**Problems**
1: In the mailing-list post about multi-seat STV and IRV, how does STV-PR differ from "multiple IRV"?
2: Carry on the mailing-list post about multi-seat STV and IRV from its last sentence.

**Provided passage**

++++++++++++++++++++

[EM] Question on RCV/IRV multi-seat method used in Minneapolis

James Gilmour jgilmour at globalnet.co.uk
Tue Sep 23 10:42:46 PDT 2008


Kathy Dopp
Are you not receiving my postings to this list or are you deliberately ignoring them?
I ask because I have already answered the questions you appear to be asking.

But to repeat, ALL versions of STV used in public elections are non-monotonic, i.e. both single winner (= IRV) and multi-winner (=
STV-PR).  The paper by Allard ( http://www.votingmatters.org.uk/ISSUE5/P1.HTM ) provides some estimates of the likely frequency of
non-monotonicity affecting the result in STV-PR public elections.

However, from your continued reference to the use of "IRV" in multi-winner elections, it is not clear whether your questions are
really about STV-PR or are about "multiple IRV".  The difference between the two is that in STV-PR votes are transferred as
surpluses above the quota for election as well as on exclusions, but in "multiple IRV" there are no transfers of any surpluses, just
repeated exclusions until the required number of "IRV winners" has been identified.  "Multiple IRV" is a "simplification" of STV-PR
that produces perverted results and should not be used for elections of any kind and most certainly not for any public elections.

++++++++++++++++++++

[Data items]
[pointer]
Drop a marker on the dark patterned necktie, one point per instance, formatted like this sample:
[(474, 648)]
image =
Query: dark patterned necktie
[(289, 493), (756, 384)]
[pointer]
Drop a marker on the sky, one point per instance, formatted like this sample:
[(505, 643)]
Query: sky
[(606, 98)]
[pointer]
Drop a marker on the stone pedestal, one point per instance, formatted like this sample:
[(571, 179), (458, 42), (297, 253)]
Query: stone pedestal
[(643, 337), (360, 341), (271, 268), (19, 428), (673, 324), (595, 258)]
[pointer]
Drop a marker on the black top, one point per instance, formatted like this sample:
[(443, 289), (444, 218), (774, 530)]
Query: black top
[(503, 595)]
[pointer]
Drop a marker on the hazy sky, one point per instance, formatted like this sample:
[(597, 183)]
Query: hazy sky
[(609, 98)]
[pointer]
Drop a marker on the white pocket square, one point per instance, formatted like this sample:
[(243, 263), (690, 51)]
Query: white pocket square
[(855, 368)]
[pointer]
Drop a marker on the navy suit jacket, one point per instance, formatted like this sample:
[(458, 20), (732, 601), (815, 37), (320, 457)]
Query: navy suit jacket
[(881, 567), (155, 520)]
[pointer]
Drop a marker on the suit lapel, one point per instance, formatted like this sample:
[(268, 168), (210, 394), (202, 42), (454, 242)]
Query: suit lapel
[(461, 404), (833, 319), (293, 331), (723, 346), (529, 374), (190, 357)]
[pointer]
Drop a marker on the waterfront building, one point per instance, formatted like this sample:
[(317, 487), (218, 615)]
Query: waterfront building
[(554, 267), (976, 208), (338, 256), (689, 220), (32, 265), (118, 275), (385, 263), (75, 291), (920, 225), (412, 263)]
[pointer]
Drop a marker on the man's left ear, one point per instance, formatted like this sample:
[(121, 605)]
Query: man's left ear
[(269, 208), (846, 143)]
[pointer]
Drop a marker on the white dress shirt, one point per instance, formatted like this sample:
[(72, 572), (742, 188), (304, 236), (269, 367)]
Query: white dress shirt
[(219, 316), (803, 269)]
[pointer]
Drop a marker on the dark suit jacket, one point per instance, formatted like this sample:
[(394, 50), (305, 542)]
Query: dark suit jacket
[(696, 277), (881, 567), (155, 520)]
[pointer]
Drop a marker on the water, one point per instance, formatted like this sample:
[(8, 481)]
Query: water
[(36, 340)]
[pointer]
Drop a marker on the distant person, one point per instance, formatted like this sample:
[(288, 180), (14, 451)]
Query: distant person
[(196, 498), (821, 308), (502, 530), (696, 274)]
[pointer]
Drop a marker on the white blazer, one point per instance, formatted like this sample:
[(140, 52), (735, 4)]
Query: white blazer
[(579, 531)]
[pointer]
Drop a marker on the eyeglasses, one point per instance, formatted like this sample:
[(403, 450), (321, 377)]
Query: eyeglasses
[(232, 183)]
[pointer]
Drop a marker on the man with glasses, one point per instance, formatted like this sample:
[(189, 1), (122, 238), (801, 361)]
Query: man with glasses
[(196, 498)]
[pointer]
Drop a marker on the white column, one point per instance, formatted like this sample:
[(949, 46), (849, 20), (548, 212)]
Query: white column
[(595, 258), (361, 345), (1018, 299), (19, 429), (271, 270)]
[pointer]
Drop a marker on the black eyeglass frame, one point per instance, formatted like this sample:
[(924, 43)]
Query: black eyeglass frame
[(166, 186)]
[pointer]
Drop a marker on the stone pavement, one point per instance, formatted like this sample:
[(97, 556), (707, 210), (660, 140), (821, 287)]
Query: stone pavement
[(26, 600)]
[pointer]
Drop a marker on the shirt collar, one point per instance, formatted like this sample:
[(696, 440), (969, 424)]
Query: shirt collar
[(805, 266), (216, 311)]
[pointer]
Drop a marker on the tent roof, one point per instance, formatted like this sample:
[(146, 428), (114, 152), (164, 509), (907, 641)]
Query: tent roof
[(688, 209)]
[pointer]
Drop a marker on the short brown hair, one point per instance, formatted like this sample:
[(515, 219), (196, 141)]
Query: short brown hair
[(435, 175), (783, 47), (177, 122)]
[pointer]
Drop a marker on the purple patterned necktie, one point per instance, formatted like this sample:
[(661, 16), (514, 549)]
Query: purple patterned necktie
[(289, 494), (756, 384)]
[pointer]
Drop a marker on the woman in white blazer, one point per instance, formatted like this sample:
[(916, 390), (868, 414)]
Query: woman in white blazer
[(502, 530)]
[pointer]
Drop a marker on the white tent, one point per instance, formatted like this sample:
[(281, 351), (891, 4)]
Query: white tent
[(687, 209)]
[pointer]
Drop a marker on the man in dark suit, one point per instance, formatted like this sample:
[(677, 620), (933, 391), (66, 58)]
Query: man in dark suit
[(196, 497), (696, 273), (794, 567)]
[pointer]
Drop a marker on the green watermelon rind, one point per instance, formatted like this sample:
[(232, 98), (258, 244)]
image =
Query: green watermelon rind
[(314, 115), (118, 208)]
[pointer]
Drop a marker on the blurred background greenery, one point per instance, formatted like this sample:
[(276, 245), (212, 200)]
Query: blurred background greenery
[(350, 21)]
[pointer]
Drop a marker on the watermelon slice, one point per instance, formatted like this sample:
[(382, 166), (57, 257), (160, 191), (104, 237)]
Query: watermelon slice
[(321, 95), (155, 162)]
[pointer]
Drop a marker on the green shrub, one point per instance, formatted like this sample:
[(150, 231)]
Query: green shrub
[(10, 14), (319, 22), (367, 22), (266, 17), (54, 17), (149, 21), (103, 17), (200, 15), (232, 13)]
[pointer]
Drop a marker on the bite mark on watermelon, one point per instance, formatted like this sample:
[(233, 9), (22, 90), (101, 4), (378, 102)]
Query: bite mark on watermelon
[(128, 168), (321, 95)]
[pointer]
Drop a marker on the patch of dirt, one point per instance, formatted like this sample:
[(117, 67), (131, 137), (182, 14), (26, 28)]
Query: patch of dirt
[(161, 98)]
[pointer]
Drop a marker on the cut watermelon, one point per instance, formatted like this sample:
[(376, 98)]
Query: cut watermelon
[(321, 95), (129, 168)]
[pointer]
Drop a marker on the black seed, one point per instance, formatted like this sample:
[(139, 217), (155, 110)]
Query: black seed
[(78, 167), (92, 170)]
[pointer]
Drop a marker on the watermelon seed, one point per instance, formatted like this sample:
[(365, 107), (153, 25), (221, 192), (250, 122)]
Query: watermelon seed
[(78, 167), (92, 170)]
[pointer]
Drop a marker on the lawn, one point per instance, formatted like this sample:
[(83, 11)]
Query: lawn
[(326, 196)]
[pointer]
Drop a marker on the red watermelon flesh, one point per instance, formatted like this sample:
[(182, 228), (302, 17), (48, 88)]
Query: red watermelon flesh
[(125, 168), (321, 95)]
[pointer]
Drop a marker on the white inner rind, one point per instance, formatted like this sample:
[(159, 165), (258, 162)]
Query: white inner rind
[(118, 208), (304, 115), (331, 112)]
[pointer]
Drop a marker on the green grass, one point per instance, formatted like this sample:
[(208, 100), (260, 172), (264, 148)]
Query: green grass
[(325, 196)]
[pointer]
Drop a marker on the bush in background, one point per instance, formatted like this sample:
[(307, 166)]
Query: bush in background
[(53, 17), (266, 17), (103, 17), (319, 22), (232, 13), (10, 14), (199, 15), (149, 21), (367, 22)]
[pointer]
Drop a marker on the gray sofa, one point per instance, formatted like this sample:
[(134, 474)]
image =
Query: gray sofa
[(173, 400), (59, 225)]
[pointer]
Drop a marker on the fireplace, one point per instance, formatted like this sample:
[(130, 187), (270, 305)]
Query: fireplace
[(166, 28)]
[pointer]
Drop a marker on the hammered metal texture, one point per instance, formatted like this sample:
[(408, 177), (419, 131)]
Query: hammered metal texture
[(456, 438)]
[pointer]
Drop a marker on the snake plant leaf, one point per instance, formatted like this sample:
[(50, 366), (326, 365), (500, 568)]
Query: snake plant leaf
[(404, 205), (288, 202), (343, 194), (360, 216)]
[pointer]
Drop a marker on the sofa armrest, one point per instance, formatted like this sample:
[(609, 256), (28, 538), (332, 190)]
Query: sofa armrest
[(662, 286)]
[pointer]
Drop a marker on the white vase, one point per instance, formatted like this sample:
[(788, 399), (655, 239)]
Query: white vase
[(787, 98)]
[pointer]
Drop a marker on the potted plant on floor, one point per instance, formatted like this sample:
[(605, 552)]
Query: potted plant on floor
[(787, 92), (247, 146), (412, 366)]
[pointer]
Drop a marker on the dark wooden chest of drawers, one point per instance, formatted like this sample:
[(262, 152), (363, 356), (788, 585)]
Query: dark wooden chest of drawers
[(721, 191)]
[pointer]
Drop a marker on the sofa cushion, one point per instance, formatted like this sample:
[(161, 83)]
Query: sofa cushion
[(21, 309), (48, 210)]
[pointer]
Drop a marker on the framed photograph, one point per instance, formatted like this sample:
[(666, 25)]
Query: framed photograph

++++++++++++++++++++

**Solved tasks**
1: In STV-PR, votes are transferred both as surpluses above the quota and on exclusions. "Multiple IRV" transfers no surpluses and only repeats exclusions until enough "IRV winners" are identified.

2:
James Gilmour


> -----Original Message-----
> From: election-methods-bounces at lists.electorama.com 
> [mailto:election-methods-bounces at lists.electorama.com] On 
> Behalf Of Kathy Dopp
> Sent: Tuesday, September 23, 2008 6:06 PM
> To: Jonathan Lundell
> Cc: election-methods at electorama.com
> Subject: Re: [EM] Question on RCV/IRV multi-seat method used 
> in Minneapolis
> 
> 
> Hi Jonathan,
> 
> I know that IRV is nonmonotonic in cases of single winner 
> elections, but what I am asking is have any examples been 
> provided of IRV's non-monotonicity in cases where there are 
> multi-seat elections where excess votes above a threshold 
> number to win a seat are transferred above the established 
> "threshold" level?  And the transferred excess votes are 
> transferred to voters' second choice candidates and weighted 
> according to the proportional amount of second choices for 
> each candidate in the excess votes above the threshold?
> 
> I.e.  Do the URLs you provided show examples of the 
> non-monotonicity of multi-winner IRV elections counted using 
> the above methods of transferring excess votes using 
> mathematical formulae to transfer correct proportions of excess votes?
> 
> Thanks.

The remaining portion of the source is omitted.